» **What you should do**:
Set down only what runs from the line containing "# test: for every instance of the flag" through the last line of the data, exactly as it reads.

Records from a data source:

◇ ◇ ◇ ◇

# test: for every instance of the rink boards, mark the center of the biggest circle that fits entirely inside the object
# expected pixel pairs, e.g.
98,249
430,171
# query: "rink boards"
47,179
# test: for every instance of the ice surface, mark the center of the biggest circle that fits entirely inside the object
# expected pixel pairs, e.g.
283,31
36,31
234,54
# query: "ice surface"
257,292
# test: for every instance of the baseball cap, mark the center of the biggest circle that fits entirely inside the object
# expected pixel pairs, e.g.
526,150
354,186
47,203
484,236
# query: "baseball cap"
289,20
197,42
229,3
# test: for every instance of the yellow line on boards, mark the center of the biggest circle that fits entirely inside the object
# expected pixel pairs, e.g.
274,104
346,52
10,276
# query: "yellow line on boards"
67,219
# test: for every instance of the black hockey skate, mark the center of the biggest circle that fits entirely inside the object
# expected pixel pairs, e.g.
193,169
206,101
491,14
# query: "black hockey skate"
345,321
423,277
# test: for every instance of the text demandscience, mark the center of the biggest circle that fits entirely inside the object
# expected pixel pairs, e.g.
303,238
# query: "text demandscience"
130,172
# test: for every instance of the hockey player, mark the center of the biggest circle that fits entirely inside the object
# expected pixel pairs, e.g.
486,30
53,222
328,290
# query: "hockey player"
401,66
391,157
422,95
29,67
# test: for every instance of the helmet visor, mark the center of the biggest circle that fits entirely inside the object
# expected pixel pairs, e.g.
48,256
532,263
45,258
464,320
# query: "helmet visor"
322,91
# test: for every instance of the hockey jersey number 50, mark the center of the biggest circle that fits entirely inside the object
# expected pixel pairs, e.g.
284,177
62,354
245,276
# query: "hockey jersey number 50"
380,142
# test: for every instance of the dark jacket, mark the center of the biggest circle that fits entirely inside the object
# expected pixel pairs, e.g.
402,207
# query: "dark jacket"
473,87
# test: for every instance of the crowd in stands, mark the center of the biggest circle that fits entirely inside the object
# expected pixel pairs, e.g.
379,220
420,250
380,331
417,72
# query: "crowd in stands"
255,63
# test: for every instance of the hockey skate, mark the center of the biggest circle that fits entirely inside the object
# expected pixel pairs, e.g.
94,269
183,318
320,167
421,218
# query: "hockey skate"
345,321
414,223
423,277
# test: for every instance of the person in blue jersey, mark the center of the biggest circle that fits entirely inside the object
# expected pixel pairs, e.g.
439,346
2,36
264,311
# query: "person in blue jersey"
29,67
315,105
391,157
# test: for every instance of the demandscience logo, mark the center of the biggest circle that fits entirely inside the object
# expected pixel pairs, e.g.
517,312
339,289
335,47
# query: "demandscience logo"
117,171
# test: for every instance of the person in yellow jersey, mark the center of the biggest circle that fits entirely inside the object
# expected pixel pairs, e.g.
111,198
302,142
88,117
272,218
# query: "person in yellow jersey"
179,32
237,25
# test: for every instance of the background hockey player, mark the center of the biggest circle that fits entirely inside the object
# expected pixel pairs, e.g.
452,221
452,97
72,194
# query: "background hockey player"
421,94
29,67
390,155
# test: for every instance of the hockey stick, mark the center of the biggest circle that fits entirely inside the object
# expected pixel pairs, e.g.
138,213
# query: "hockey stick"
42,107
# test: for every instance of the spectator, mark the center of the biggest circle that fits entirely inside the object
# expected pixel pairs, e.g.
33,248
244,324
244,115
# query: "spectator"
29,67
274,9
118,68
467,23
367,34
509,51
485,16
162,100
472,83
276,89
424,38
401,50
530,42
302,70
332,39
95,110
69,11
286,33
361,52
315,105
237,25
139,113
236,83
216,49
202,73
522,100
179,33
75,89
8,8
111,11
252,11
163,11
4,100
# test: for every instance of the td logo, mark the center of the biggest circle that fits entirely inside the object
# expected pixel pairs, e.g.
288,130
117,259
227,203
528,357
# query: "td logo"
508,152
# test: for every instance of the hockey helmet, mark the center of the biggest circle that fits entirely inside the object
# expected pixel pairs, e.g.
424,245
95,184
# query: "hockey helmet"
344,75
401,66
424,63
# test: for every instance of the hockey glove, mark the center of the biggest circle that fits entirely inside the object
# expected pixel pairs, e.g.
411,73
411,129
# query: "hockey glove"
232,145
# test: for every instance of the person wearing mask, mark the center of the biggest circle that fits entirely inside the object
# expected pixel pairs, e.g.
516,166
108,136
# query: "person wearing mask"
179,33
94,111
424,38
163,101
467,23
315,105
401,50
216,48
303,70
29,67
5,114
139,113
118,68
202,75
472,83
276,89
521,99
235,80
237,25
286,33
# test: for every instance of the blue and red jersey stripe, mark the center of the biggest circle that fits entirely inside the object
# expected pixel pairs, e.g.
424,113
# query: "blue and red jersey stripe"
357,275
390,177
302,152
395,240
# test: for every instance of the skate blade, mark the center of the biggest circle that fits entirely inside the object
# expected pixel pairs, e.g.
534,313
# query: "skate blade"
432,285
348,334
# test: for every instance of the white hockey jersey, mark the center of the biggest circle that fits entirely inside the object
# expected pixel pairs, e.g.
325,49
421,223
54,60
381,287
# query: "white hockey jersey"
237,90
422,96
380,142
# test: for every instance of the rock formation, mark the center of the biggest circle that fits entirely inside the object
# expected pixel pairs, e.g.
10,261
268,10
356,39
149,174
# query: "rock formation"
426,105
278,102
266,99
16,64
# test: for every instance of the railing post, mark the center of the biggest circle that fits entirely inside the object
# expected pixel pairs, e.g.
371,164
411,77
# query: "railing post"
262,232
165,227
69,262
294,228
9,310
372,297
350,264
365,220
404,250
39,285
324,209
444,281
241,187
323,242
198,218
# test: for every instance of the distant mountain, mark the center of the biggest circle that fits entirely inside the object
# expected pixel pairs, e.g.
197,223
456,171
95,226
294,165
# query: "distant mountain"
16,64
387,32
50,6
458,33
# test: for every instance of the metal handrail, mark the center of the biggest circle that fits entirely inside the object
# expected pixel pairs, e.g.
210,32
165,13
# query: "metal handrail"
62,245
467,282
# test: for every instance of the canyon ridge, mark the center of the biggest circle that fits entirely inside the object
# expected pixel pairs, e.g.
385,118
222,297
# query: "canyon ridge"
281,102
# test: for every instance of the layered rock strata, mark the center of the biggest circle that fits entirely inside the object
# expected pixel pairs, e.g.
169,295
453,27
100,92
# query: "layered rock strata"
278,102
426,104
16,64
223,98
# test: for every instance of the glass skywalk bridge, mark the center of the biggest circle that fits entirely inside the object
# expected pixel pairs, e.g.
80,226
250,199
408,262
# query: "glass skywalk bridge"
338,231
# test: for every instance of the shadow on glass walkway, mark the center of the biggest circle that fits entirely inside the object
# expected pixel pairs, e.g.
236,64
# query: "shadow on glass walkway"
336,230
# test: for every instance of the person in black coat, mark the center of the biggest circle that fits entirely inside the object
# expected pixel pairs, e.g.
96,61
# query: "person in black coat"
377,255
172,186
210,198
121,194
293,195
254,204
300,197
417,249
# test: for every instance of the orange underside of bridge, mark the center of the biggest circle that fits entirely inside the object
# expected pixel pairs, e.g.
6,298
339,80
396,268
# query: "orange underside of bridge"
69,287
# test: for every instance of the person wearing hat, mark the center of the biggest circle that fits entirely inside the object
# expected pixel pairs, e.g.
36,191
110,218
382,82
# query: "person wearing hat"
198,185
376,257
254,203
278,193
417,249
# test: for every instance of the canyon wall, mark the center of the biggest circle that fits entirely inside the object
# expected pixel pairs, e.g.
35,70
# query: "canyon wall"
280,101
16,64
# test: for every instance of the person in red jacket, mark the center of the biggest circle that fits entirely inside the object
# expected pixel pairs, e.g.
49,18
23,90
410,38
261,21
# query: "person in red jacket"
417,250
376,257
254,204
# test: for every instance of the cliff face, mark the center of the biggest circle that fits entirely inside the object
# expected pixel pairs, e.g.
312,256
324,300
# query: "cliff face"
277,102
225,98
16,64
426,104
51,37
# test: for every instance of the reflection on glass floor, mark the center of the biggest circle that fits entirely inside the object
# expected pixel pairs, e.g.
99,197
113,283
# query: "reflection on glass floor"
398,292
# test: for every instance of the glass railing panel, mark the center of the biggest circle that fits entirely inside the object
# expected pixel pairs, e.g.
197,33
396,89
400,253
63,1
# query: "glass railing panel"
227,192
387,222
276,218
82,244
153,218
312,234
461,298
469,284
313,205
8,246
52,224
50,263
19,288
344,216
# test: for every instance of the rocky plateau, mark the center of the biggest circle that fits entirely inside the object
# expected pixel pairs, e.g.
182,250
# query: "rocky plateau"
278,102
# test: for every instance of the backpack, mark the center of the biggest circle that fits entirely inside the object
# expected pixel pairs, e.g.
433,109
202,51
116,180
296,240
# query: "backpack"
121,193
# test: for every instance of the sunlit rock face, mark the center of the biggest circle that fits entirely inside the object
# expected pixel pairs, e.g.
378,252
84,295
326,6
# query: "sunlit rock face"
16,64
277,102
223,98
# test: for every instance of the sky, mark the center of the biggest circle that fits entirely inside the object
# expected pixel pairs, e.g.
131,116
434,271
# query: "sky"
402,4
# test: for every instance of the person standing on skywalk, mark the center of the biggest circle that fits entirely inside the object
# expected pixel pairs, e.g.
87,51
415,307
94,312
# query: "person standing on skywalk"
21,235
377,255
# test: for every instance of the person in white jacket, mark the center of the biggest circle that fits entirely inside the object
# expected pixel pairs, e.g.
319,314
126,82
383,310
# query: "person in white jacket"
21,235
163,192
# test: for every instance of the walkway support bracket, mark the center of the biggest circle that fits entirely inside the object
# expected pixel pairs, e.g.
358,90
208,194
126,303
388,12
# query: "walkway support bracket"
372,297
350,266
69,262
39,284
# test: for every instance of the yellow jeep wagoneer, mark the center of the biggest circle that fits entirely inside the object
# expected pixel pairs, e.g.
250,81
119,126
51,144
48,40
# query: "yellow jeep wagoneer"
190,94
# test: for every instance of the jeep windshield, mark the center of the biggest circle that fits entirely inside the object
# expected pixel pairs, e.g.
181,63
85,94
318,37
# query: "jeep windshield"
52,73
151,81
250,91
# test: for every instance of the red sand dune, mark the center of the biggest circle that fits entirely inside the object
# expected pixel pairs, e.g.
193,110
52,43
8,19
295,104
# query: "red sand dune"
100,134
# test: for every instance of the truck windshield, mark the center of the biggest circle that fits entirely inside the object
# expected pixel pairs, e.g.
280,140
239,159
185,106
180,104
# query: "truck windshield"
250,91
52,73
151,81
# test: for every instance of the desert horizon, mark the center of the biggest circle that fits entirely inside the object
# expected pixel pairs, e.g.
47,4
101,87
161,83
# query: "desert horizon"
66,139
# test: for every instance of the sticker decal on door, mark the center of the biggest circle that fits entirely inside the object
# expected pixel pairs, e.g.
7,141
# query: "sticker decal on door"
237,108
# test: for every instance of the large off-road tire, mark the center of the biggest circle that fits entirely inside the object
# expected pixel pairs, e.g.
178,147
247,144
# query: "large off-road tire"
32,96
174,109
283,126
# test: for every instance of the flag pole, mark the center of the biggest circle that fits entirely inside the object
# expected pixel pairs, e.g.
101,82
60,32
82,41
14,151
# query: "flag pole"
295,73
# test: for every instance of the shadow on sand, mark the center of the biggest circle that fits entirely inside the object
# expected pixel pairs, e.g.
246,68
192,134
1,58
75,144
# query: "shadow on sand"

◇ ◇ ◇ ◇

» **Solution to this task**:
# test: for every instance of the flag pole, mark the center of the biggest circle that fits entirely inside the object
# expected pixel pairs, e.g.
101,82
60,32
82,41
14,151
# query: "flag pole"
295,73
# test: for every instance of the shadow on sand, mark the center of the biggest circle that fits entirely inside the object
# expected pixel pairs, e.g.
246,68
192,134
1,58
75,144
# query: "shadow on sand"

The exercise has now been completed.